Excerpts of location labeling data

════════

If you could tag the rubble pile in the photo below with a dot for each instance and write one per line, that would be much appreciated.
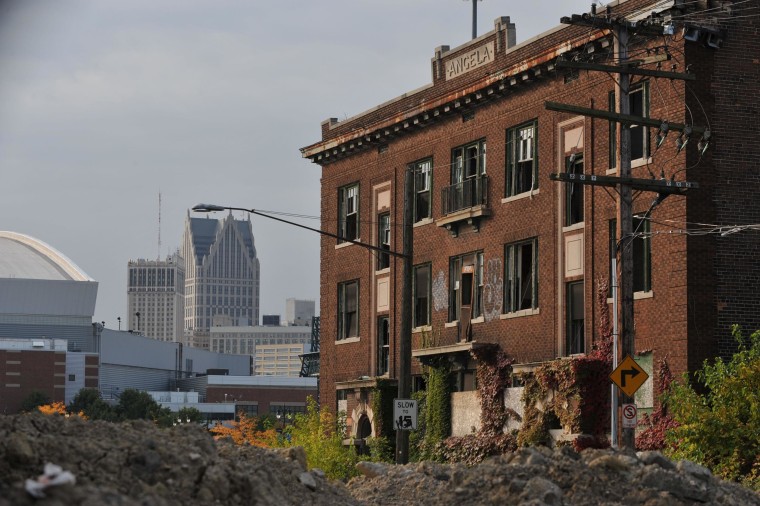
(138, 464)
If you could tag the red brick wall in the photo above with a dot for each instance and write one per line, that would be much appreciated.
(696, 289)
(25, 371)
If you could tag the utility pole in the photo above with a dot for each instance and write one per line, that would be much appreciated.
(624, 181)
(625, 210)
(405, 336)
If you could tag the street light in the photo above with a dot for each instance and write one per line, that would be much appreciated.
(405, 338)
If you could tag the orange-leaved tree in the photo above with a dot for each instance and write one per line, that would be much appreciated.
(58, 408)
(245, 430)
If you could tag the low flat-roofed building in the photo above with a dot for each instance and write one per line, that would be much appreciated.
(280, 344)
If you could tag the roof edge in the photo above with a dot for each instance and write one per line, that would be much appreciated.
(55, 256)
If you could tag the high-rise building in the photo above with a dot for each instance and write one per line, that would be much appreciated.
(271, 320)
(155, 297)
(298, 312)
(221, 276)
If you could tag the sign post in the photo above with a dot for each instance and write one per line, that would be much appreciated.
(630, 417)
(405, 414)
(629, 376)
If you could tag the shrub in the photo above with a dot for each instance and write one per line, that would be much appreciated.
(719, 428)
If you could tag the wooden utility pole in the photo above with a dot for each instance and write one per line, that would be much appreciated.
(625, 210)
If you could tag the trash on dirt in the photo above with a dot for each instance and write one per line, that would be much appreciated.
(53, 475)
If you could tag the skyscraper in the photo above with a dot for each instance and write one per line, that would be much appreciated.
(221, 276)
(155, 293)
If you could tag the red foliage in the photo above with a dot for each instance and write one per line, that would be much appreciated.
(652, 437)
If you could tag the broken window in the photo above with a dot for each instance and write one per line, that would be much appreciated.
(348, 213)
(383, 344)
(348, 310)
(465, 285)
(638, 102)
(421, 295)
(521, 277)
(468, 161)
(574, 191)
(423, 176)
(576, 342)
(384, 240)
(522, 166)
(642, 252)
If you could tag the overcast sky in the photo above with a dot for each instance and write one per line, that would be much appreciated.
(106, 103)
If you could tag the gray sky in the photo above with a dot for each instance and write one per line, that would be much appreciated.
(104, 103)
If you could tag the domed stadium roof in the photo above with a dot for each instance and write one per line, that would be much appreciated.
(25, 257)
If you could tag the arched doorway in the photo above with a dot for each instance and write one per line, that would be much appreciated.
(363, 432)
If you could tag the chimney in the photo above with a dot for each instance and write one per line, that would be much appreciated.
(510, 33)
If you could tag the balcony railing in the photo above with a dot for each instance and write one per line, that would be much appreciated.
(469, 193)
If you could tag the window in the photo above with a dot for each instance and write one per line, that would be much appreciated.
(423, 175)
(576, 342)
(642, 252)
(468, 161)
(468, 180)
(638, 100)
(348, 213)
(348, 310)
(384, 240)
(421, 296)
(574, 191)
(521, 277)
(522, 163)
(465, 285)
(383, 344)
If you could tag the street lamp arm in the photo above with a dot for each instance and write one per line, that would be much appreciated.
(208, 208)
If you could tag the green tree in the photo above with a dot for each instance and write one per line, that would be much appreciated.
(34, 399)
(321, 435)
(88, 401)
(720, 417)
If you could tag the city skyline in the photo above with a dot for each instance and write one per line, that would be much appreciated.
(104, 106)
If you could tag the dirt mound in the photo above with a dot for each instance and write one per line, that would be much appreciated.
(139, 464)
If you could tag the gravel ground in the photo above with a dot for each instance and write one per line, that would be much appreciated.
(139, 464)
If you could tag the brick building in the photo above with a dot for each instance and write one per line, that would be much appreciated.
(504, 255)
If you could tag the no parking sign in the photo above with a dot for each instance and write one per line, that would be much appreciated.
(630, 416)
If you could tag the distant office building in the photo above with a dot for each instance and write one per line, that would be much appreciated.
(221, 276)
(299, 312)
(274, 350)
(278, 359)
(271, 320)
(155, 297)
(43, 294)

════════

From the "If you could tag the chimney" line to the close of the listing, restate each line word for word.

If you could tag the chimney in the photo above with a dot for each instance and write one per line, that would be much appreciated.
(510, 33)
If you could tag the balcony railing in the photo above with a dot for each instance and write one per line, that would be much appreciated.
(469, 193)
If you could tag the window in the photo above with a dot for each instance and write one per line, that would be much appreciated.
(423, 175)
(576, 342)
(642, 252)
(468, 161)
(468, 180)
(638, 100)
(348, 213)
(348, 310)
(384, 240)
(421, 296)
(574, 191)
(521, 277)
(522, 163)
(465, 285)
(383, 344)
If you could tag the street lamp arm in the photo above with a dot for each instance and write one per line, that would be much appreciated.
(208, 208)
If you could tag the green tree in the photo above with a dot for each instance and write one per line, that would be much appreciated.
(34, 399)
(321, 435)
(88, 401)
(720, 417)
If you could tag the city skyline in the photo above with a dot for each instance and write one per line, that would be much appreciated.
(104, 106)
If you could tag the dirt mound in the photo above with a dot for each instance and write one per line, that would be much appreciated.
(139, 464)
If you could tag the gravel ground in the photo above with a dot for each instance and write one per line, that would be much appreciated.
(139, 464)
If you could tag the brick building in the photo above with a dot for each instance and write one per line, that would be much appreciated.
(504, 255)
If you could tag the no parking sign in the photo above with a dot for each instance and write one per line, that would be much appreciated.
(630, 416)
If you could tag the distant office building in the photo above with a dot for each instance and write one per line, that would be much appreciated.
(221, 276)
(299, 312)
(274, 350)
(278, 359)
(271, 320)
(155, 297)
(43, 294)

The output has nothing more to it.